Quote every line below exactly as it reads.

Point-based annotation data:
- - - - - - -

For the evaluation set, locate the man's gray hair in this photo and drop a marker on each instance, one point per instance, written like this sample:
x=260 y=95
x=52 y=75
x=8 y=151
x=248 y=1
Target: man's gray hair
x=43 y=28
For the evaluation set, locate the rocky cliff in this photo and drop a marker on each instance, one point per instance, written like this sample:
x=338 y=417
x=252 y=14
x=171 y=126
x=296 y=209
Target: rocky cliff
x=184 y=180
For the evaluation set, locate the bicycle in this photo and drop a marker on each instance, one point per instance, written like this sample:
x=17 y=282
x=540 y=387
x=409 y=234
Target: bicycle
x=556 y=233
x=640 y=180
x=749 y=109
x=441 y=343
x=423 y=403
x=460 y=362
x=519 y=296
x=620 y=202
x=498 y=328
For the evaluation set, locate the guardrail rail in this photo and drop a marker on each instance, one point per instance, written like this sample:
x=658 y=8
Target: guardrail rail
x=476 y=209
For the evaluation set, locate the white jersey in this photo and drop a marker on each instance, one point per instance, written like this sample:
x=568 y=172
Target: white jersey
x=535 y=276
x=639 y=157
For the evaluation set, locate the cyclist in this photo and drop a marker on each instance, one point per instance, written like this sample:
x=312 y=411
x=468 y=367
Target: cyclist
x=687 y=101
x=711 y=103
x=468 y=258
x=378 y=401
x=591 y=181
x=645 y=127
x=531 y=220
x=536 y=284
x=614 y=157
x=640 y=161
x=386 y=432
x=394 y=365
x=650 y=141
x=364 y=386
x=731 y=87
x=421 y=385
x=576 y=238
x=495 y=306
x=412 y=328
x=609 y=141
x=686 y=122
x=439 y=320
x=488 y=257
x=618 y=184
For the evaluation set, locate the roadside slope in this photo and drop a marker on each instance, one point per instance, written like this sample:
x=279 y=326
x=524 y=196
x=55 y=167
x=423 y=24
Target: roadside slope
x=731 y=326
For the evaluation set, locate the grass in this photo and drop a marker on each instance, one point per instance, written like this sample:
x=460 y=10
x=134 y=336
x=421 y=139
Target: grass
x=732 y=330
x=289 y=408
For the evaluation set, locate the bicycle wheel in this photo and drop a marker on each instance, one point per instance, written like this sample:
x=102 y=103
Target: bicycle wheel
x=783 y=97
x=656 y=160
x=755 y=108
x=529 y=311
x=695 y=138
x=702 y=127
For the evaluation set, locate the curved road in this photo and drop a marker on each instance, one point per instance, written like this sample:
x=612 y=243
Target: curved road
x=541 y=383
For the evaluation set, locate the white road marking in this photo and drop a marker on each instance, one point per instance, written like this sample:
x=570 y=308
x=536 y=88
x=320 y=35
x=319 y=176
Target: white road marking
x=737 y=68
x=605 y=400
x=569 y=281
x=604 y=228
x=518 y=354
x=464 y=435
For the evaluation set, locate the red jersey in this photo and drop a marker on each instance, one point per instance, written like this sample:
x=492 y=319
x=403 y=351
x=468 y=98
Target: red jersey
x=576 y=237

- - - - - - -

FINAL RESULT:
For the evaluation set, locate the man's gray hair in this photo and drop a marker on each instance, one point per instance, written like this sample:
x=260 y=95
x=52 y=75
x=8 y=151
x=248 y=1
Target: man's gray hair
x=43 y=28
For the evaluation set, locate the rocky cliff in this photo and drop a marker on each instance, one point per instance, written like this sample:
x=338 y=417
x=252 y=14
x=171 y=126
x=296 y=209
Target: rocky cliff
x=184 y=180
For the evaluation set, locate the bicycle in this photo and drop a marker on each instance, one point per instance, written like this sample:
x=17 y=282
x=540 y=387
x=409 y=234
Target: bicycle
x=556 y=233
x=640 y=180
x=749 y=109
x=441 y=343
x=423 y=403
x=460 y=362
x=519 y=296
x=620 y=202
x=498 y=328
For the evaluation set, locate the guardrail rail in this photo and drop a marker on each instance, one point per instance, written like this sample:
x=658 y=8
Target: guardrail rail
x=476 y=209
For the evaluation set, locate the white jersey in this photo and drop a marker on each instance, one point per instance, written like this sample:
x=568 y=172
Target: white jersey
x=535 y=276
x=639 y=157
For the evaluation set, locate the cyclist in this photo and drop a marker on each instance, one point per instance, written like this sample:
x=312 y=411
x=468 y=367
Target: cyclist
x=687 y=101
x=711 y=103
x=468 y=258
x=378 y=401
x=591 y=181
x=645 y=127
x=531 y=220
x=536 y=284
x=614 y=157
x=640 y=161
x=386 y=432
x=394 y=365
x=650 y=141
x=364 y=386
x=731 y=87
x=421 y=385
x=576 y=238
x=495 y=306
x=412 y=328
x=609 y=141
x=686 y=122
x=439 y=320
x=488 y=257
x=618 y=184
For the evaluation set, locate the roadside slope in this photo and drop a marker on each instance, one point per instance, written like this sample:
x=279 y=326
x=524 y=196
x=55 y=167
x=423 y=24
Target: roadside slope
x=731 y=326
For the evaluation set, locate the grass in this photo and drop a marker on each instance, one point per instance, written like this sample:
x=460 y=10
x=134 y=336
x=421 y=139
Target: grass
x=732 y=330
x=289 y=408
For the evaluation set, locate the bicycle wheel in this photo and drop a marker on each instance, one point per instance, written like this sample:
x=102 y=103
Target: bicycle wheel
x=783 y=97
x=656 y=160
x=755 y=108
x=529 y=311
x=695 y=138
x=702 y=127
For the evaluation set, locate the curved road in this photo and drop a marker on each instance, one point per instance, written like this sample:
x=612 y=243
Target: curved road
x=541 y=383
For the evaluation set, locate the white road marking in this photo and drop a marker on each instance, one point per instance, written like this sample:
x=570 y=308
x=536 y=88
x=320 y=35
x=319 y=176
Target: white road marking
x=737 y=68
x=605 y=400
x=569 y=281
x=604 y=228
x=518 y=354
x=464 y=435
For the evaluation set, locate the red jersey in this photo and drop a marker on each instance, one point per instance, written like this sample:
x=492 y=319
x=403 y=351
x=468 y=98
Target: red jersey
x=576 y=237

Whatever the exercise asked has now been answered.